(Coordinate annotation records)

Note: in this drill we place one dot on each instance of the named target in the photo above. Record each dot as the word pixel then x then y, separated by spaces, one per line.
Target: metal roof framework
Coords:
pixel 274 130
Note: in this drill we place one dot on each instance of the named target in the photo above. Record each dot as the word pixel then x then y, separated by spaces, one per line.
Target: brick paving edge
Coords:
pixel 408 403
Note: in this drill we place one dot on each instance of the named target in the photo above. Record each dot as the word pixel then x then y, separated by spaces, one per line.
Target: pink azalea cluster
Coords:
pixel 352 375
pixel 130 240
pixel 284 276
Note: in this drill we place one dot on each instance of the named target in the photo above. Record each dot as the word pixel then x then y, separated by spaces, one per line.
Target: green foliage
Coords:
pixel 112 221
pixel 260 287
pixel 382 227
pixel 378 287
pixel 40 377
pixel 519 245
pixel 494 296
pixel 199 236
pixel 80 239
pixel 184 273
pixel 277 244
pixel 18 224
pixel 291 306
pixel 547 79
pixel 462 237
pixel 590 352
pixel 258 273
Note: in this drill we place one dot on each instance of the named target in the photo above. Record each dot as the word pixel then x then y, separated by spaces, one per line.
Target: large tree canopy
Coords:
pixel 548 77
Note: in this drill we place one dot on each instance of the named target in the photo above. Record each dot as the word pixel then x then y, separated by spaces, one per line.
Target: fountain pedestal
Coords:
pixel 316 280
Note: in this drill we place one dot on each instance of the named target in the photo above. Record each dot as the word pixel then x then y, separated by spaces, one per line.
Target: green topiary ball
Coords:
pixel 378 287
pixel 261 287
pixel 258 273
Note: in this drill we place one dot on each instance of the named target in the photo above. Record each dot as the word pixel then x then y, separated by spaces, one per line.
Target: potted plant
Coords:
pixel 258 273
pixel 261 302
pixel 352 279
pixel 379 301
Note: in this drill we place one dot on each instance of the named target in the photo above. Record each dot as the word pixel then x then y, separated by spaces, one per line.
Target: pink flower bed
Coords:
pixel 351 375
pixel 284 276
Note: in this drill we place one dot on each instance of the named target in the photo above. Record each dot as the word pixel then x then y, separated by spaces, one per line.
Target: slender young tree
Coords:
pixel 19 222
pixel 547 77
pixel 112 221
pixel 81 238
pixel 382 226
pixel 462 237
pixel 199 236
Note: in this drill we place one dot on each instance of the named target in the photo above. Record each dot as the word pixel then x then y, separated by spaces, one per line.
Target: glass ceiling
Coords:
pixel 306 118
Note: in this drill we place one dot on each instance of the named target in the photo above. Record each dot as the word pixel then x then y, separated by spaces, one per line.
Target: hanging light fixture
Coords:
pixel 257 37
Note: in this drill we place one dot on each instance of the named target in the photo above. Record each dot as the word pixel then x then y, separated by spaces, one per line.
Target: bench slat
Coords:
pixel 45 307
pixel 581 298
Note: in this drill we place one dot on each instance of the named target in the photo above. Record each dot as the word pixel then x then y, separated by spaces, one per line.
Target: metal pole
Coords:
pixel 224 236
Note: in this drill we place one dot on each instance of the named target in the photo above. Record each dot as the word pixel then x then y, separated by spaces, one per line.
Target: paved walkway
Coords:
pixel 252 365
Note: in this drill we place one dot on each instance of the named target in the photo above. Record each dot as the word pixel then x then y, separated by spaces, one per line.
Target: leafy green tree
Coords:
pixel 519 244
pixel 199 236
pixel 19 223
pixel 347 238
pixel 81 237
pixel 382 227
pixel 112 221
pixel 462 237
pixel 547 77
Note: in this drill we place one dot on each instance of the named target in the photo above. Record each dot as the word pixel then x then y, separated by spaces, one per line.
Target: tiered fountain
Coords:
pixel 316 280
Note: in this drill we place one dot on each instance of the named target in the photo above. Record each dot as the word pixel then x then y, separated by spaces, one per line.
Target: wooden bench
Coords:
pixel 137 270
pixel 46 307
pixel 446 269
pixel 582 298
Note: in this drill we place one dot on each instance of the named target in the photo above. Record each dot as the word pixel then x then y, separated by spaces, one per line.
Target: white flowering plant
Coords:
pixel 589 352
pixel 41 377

Set task -
Every line of the data above should be copied exactly.

Answer to this problem -
Note: in this drill we place one dot on each instance of the named target in the photo above. Record each dot as the word pixel then x then y, separated by spaces, one per line.
Target: metal roof framework
Coords:
pixel 274 130
Note: in this drill we place one dot on each instance of the named target in the photo above. Record each dot as the word pixel then x then y, separated by spaces, one per line.
Target: brick paving edge
Coords:
pixel 408 403
Note: in this drill we place one dot on each instance of the named target in the photo above. Record each dot as the word pixel then x then y, separated by spaces, one per line.
Target: pink azalea cluster
Coords:
pixel 352 375
pixel 130 240
pixel 284 276
Note: in this drill we place one dot on each instance of the named target in the photo above. Record each dot as the word pixel then x then y, separated by spaces, one per line.
Target: green foliage
Coords:
pixel 112 221
pixel 260 287
pixel 382 227
pixel 378 287
pixel 40 377
pixel 519 245
pixel 494 296
pixel 199 236
pixel 80 239
pixel 184 273
pixel 277 244
pixel 18 224
pixel 291 306
pixel 547 79
pixel 462 237
pixel 590 352
pixel 258 273
Note: in this drill we place one dot on each instance of the named target in the photo above. Record each dot as the word pixel then x then y, separated by spaces, one per line.
Target: large tree canopy
Coords:
pixel 548 77
Note: in this drill we place one dot on each instance of the named target in the photo above. Record each dot as the word pixel then x then y, separated by spaces, one per line.
Target: fountain pedestal
Coords:
pixel 316 280
Note: in this drill we place one dot on each instance of the named target in the photo above. Record each dot as the word pixel then x then y, separated by spaces, one per line.
Target: green topiary ball
Coords:
pixel 378 287
pixel 261 287
pixel 258 273
Note: in this drill we place one dot on each instance of the named target in the photo above. Record each dot as the word pixel then x then y, separated by spaces, one per line.
Target: potted plant
Coords:
pixel 258 273
pixel 261 302
pixel 352 279
pixel 379 301
Note: in this drill we place one dot on each instance of the named target in the photo above. Record each dot as the word pixel then x then y, separated by spaces, one per line.
Target: pink flower bed
Coords:
pixel 351 375
pixel 284 276
Note: in this drill we place one dot on each instance of the named target in the photo above. Record each dot as the word pixel then x then y, separated by spaces, one per line.
Target: slender young tree
Coords:
pixel 19 222
pixel 547 77
pixel 112 221
pixel 81 238
pixel 382 226
pixel 462 237
pixel 199 236
Note: in this drill we place one dot on each instance of the named target in the photo above. Record each dot as the word pixel then x then y, separated by spaces, one per line.
Target: glass ceiling
Coords:
pixel 306 118
Note: in this drill we place one dot on each instance of the named target in the photo above. Record each dot as the word pixel then x then y, separated by spaces, one per line.
Target: hanging light fixture
Coords:
pixel 257 37
Note: in this drill we place one dot on each instance of the named target in the photo above. Record each dot as the word pixel then x then y, separated by spaces, one per line.
Target: bench slat
Coords:
pixel 45 307
pixel 581 298
Note: in this drill we place one dot on each instance of the named target in the photo above. Record each dot as the word pixel then x then y, separated by spaces, one per line.
Target: metal pole
Coords:
pixel 224 236
Note: in this drill we place one dot on each instance of the named target in the photo above. Record each dot as the word pixel then x then y, separated by spaces, one per line.
Target: paved walkway
Coords:
pixel 252 365
Note: in this drill we place one dot on each instance of the named target in the photo above. Record each dot as the word pixel then x then y, separated by spaces, one per line.
Target: leafy green tree
Coords:
pixel 519 244
pixel 199 236
pixel 19 223
pixel 347 238
pixel 81 237
pixel 382 227
pixel 112 221
pixel 462 237
pixel 547 77
Note: in this drill we place one dot on each instance of the named target in the photo above. Record each dot as the word pixel then x then y, separated by spaces, one per line.
Target: tiered fountain
Coords:
pixel 316 280
Note: in this drill we place one dot on each instance of the named target in the photo above. Record each dot as the word pixel then x then y, separated by spaces, one per line.
Target: wooden bench
Coords:
pixel 137 270
pixel 46 307
pixel 446 269
pixel 582 298
Note: in this drill we place one dot on each instance of the named target in the photo above. Record each dot as the word pixel then x then y, separated by spaces, one per line.
Target: white flowering plant
Coords:
pixel 589 352
pixel 41 377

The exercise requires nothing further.